* _What needs to be done_
Rewrite the records below, changing each "rough mask" to "coarse mask" and leaving everything else the same.

* _The data_
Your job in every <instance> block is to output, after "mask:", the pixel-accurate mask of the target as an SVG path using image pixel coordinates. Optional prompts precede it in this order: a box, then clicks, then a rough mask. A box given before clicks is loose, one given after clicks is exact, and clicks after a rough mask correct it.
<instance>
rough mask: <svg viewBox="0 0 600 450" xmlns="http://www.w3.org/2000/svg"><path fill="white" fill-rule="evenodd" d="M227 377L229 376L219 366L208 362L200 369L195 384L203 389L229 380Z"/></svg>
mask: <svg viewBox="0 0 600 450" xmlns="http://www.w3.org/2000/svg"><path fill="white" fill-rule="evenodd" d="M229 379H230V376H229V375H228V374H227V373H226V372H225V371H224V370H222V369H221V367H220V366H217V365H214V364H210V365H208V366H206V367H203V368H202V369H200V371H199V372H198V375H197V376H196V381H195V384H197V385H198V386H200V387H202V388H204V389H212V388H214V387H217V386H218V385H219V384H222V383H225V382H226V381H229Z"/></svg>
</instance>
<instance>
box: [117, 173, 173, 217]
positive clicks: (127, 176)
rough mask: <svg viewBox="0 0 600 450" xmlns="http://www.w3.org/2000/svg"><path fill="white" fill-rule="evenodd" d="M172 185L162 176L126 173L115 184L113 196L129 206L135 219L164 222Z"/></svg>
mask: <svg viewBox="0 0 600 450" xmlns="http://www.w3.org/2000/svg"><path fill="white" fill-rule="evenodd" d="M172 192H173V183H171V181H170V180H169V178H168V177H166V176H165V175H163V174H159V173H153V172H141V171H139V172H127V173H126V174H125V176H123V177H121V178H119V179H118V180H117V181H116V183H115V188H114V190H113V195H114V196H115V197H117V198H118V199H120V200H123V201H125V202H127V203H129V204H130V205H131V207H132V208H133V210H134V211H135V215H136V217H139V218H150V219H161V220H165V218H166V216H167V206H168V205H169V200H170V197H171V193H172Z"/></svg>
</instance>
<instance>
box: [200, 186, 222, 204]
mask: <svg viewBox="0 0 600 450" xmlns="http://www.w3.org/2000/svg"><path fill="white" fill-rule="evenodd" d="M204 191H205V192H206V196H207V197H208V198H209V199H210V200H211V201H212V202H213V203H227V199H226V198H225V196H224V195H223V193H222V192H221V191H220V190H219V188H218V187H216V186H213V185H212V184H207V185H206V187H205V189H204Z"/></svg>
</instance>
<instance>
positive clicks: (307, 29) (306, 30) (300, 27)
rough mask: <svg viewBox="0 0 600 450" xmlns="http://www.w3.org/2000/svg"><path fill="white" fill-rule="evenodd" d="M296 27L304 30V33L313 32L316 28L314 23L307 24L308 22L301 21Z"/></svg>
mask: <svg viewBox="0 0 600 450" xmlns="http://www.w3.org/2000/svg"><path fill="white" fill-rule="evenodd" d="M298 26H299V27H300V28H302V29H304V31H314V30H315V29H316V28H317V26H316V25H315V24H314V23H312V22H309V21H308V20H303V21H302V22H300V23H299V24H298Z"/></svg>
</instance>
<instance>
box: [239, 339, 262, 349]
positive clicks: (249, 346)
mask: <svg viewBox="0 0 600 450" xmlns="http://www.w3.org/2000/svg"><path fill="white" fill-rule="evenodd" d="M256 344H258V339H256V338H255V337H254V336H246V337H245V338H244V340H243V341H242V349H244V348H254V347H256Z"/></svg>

* _Exercise result_
Your job in every <instance> block is to output, after "mask:", the pixel-accurate mask of the target as an SVG path using image pixel coordinates. Optional prompts precede it in this order: a box, then clicks, then a coarse mask. A box given before clicks is loose, one given after clicks is exact, and clicks after a coarse mask correct it.
<instance>
coarse mask: <svg viewBox="0 0 600 450" xmlns="http://www.w3.org/2000/svg"><path fill="white" fill-rule="evenodd" d="M227 377L229 376L219 366L208 362L200 369L195 384L203 389L229 380Z"/></svg>
mask: <svg viewBox="0 0 600 450" xmlns="http://www.w3.org/2000/svg"><path fill="white" fill-rule="evenodd" d="M229 379H230V376H229V375H228V374H227V373H226V372H225V371H224V370H222V369H221V367H220V366H217V365H214V364H210V365H208V366H206V367H203V368H202V369H200V371H199V372H198V375H197V376H196V381H195V384H197V385H198V386H200V387H202V388H204V389H212V388H214V387H217V386H218V385H219V384H222V383H225V382H226V381H229Z"/></svg>
</instance>
<instance>
box: [117, 173, 173, 217]
positive clicks: (127, 176)
coarse mask: <svg viewBox="0 0 600 450" xmlns="http://www.w3.org/2000/svg"><path fill="white" fill-rule="evenodd" d="M172 185L162 176L126 173L115 184L113 196L129 206L135 219L164 222Z"/></svg>
mask: <svg viewBox="0 0 600 450" xmlns="http://www.w3.org/2000/svg"><path fill="white" fill-rule="evenodd" d="M172 192H173V183H171V181H170V180H169V178H168V177H166V176H165V175H163V174H159V173H153V172H141V171H139V172H127V173H126V174H125V176H123V177H121V178H119V179H118V180H117V181H116V183H115V188H114V190H113V195H114V196H115V197H117V198H118V199H120V200H123V201H125V202H127V203H129V204H130V205H131V207H132V208H133V210H134V211H135V215H136V217H139V218H150V219H161V220H165V218H166V216H167V206H168V205H169V200H170V197H171V193H172Z"/></svg>
</instance>
<instance>
box: [200, 186, 222, 204]
mask: <svg viewBox="0 0 600 450" xmlns="http://www.w3.org/2000/svg"><path fill="white" fill-rule="evenodd" d="M204 191H205V192H206V196H207V197H208V198H209V199H210V200H211V201H212V202H213V203H227V199H226V198H225V196H224V195H223V193H222V192H221V191H220V190H219V188H218V187H216V186H213V185H212V184H207V185H206V187H205V189H204Z"/></svg>
</instance>
<instance>
positive clicks: (307, 29) (306, 30) (300, 27)
coarse mask: <svg viewBox="0 0 600 450" xmlns="http://www.w3.org/2000/svg"><path fill="white" fill-rule="evenodd" d="M296 27L304 30V33L313 32L316 28L314 23L307 24L308 22L301 21Z"/></svg>
mask: <svg viewBox="0 0 600 450" xmlns="http://www.w3.org/2000/svg"><path fill="white" fill-rule="evenodd" d="M298 26H299V27H300V28H302V29H304V31H314V30H315V29H316V28H317V26H316V25H315V24H314V23H312V22H309V21H308V20H303V21H302V22H300V23H299V24H298Z"/></svg>
</instance>
<instance>
box: [239, 339, 262, 349]
positive clicks: (249, 346)
mask: <svg viewBox="0 0 600 450" xmlns="http://www.w3.org/2000/svg"><path fill="white" fill-rule="evenodd" d="M256 344H258V339H256V338H255V337H254V336H246V337H245V338H244V340H243V341H242V349H244V348H254V347H256Z"/></svg>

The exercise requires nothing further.